··· RECORDS FOR THE TASK ···

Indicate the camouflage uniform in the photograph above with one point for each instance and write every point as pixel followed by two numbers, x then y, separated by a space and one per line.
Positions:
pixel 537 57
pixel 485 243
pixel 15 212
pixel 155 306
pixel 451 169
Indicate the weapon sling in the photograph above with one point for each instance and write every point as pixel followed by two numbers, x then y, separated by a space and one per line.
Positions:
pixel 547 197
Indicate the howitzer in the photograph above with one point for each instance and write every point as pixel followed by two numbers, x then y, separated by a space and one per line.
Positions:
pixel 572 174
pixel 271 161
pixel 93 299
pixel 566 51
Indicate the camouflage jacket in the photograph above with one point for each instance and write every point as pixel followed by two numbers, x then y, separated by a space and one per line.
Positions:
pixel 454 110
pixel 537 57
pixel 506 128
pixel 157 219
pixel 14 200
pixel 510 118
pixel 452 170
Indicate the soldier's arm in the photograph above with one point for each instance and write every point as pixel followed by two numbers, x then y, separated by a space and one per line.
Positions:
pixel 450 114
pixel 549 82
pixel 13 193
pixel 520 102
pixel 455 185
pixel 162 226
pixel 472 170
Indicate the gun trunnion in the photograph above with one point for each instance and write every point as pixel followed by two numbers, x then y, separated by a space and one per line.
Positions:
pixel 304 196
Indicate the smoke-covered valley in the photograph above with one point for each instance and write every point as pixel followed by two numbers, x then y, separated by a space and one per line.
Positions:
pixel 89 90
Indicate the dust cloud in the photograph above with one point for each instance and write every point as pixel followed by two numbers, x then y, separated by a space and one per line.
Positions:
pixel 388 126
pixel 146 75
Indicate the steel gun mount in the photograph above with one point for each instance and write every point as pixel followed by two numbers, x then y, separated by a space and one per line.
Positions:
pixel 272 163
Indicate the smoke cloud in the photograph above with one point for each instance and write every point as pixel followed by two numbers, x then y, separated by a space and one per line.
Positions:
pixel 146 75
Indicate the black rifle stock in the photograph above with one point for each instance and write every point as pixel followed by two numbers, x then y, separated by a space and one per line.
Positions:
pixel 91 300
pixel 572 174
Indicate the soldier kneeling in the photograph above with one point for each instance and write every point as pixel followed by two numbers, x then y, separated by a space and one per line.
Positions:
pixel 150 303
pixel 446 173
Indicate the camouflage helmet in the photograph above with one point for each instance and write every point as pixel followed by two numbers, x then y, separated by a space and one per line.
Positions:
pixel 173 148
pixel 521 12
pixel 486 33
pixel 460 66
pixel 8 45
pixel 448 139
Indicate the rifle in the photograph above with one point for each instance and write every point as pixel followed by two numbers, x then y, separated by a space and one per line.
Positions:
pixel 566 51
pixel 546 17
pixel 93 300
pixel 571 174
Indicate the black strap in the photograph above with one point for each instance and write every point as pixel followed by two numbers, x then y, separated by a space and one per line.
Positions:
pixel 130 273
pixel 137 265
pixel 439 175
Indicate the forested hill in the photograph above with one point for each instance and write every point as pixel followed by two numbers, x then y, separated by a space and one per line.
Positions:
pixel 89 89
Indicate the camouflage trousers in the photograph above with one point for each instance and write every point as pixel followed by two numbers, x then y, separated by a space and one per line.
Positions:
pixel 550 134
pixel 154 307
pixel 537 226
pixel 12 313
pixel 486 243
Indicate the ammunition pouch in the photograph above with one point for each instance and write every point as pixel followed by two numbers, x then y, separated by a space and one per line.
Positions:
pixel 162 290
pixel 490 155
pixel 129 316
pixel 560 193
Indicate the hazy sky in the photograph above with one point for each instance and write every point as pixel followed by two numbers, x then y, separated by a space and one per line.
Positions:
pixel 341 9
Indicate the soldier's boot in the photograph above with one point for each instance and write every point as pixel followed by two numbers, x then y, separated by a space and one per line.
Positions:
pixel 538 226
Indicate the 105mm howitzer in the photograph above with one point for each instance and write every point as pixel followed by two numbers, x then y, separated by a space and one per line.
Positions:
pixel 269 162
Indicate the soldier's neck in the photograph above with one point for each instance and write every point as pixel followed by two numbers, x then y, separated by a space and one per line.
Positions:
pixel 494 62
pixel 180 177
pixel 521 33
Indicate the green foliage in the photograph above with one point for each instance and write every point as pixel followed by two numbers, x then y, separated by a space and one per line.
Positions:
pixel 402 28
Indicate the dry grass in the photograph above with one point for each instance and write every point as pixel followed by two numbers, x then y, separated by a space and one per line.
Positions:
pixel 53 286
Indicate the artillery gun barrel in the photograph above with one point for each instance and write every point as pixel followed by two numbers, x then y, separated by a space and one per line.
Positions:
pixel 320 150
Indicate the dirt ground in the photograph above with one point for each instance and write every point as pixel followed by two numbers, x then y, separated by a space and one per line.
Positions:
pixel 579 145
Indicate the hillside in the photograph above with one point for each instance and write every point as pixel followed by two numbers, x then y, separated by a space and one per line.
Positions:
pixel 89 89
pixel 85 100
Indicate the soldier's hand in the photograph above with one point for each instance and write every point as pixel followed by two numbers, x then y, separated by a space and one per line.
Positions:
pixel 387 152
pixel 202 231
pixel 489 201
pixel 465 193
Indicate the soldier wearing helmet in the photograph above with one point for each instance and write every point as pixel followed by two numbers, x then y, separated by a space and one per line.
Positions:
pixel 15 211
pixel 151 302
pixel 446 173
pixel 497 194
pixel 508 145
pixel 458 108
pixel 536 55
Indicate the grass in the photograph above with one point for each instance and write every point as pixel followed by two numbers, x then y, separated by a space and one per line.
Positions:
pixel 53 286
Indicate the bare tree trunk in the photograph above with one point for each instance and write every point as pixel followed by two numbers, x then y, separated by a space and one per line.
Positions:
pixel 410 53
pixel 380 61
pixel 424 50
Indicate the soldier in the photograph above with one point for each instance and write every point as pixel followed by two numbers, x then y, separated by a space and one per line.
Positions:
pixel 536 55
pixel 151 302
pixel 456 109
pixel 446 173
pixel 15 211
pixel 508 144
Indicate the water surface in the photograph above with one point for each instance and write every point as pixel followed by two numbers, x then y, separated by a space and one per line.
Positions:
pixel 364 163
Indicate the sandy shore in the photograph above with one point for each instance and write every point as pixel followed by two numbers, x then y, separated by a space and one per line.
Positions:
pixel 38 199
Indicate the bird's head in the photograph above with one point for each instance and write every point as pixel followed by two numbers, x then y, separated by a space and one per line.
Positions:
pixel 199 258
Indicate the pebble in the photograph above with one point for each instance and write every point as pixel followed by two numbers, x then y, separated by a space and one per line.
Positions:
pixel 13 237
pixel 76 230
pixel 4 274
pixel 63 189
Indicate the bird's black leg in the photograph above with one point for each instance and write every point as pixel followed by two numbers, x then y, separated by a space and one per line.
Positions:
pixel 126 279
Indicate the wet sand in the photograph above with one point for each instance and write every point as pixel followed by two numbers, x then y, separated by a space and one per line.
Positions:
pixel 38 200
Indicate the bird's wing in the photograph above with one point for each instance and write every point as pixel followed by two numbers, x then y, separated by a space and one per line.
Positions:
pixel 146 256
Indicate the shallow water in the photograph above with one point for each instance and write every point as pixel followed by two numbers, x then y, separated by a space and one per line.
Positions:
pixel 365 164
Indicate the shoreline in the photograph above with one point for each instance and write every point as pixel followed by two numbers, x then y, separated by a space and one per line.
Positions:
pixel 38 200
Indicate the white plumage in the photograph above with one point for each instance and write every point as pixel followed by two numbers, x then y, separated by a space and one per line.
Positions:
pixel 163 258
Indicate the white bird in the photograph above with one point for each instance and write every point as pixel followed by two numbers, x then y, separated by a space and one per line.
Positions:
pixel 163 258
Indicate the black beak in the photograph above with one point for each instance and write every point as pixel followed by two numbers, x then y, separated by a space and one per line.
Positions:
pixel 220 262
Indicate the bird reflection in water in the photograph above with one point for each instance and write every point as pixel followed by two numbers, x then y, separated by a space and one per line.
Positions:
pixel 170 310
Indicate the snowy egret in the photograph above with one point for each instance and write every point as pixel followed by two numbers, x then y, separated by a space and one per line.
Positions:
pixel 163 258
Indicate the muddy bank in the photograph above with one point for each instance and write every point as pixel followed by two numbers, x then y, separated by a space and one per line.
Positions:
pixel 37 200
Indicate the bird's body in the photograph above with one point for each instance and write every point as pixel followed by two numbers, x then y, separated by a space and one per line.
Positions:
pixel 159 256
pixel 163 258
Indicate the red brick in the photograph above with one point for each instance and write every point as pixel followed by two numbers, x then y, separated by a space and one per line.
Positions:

···

> EXERCISE AIM
Look through the entries, and return every line that the word "rifle" appears in.

> EXERCISE ANSWER
Indicate the black rifle stock in the photograph above with one point for each instance and write every point as pixel followed by two numbers, x then y, separated by a space and one per line.
Indicate the rifle in the photograph above with one point for each instance and write every point as pixel followed by two numbers, x then y, separated by a space and one per line.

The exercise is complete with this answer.